§ **HOW TO COMPLETE THIS TASK**
Reproduce the listing below in full and without alteration, apart from its pictures.

----

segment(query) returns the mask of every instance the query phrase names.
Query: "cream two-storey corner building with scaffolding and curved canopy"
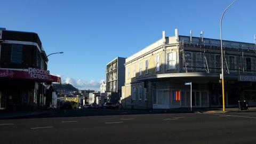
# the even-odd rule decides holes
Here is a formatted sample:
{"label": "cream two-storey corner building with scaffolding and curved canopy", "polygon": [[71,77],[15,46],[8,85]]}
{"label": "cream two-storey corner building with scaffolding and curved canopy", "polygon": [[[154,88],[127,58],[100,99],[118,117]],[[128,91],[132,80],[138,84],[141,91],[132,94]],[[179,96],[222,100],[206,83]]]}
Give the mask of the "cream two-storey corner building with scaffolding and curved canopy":
{"label": "cream two-storey corner building with scaffolding and curved canopy", "polygon": [[[255,44],[222,41],[225,69],[225,105],[238,100],[256,105]],[[122,105],[136,109],[221,107],[222,88],[220,40],[165,36],[125,60]]]}

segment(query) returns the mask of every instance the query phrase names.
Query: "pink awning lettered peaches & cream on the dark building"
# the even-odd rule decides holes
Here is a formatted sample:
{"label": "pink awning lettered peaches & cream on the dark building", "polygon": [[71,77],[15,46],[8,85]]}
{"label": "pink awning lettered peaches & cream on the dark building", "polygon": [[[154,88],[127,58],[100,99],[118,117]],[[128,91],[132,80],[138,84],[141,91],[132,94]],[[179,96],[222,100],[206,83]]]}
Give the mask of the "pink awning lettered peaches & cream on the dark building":
{"label": "pink awning lettered peaches & cream on the dark building", "polygon": [[61,83],[61,78],[50,74],[49,70],[28,68],[28,69],[0,69],[0,78],[22,78],[40,82]]}

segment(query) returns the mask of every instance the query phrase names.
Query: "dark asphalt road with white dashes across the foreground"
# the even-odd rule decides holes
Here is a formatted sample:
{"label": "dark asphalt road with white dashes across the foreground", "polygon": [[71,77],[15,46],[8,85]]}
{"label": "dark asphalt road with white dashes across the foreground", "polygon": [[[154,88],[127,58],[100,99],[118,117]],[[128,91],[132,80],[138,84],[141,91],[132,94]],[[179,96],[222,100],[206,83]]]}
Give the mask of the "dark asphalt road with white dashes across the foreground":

----

§ **SOLUTION FOR THIS EXERCISE**
segment(query) returns the mask of every instance the query phrase names.
Query: "cream two-storey corner building with scaffolding and curved canopy"
# the even-odd rule decides holes
Here is a formatted sample:
{"label": "cream two-storey corner building with scaffolding and curved canopy", "polygon": [[71,77],[15,46],[8,85]]}
{"label": "cream two-storey corner building with scaffolding and curved canopy", "polygon": [[[154,88],[127,58],[100,99],[118,117]],[[128,91],[132,80],[138,84],[141,91],[132,94]],[[179,96],[222,100],[206,83]]]}
Give the mask of the "cream two-storey corner building with scaffolding and curved canopy":
{"label": "cream two-storey corner building with scaffolding and curved canopy", "polygon": [[[255,44],[222,41],[225,69],[225,105],[238,100],[256,105]],[[122,105],[136,109],[221,107],[222,88],[220,40],[165,36],[125,60]]]}

segment(query) returns the mask of every instance the query phrase names.
Query: "pink awning lettered peaches & cream on the dark building"
# the even-odd rule decides holes
Here is a formatted sample:
{"label": "pink awning lettered peaches & cream on the dark building", "polygon": [[71,77],[15,46],[8,85]]}
{"label": "pink awning lettered peaches & cream on the dark building", "polygon": [[[154,88],[127,58],[100,99],[118,117]],[[128,91],[132,80],[138,84],[141,91],[132,94]],[[179,96],[222,100],[206,83]]]}
Give the mask of the "pink awning lettered peaches & cream on the dark building":
{"label": "pink awning lettered peaches & cream on the dark building", "polygon": [[61,83],[61,78],[50,74],[49,70],[28,68],[28,69],[0,69],[0,78],[22,78],[40,82]]}

segment(query) returns the mask of every instance the query phrase names.
Query: "dark asphalt road with white dashes across the foreground"
# the even-odd rule decides holes
Here is a formatted sample:
{"label": "dark asphalt road with white dashes across the foreground", "polygon": [[71,77],[15,46],[8,85]]}
{"label": "dark asphalt road with white dashes across the foreground", "polygon": [[[154,88],[127,58],[100,99],[118,117]],[[128,91],[132,80],[138,84],[141,91],[132,94]],[[179,96],[222,100],[206,83]]]}
Give the mask of the "dark asphalt road with white dashes across the foreground":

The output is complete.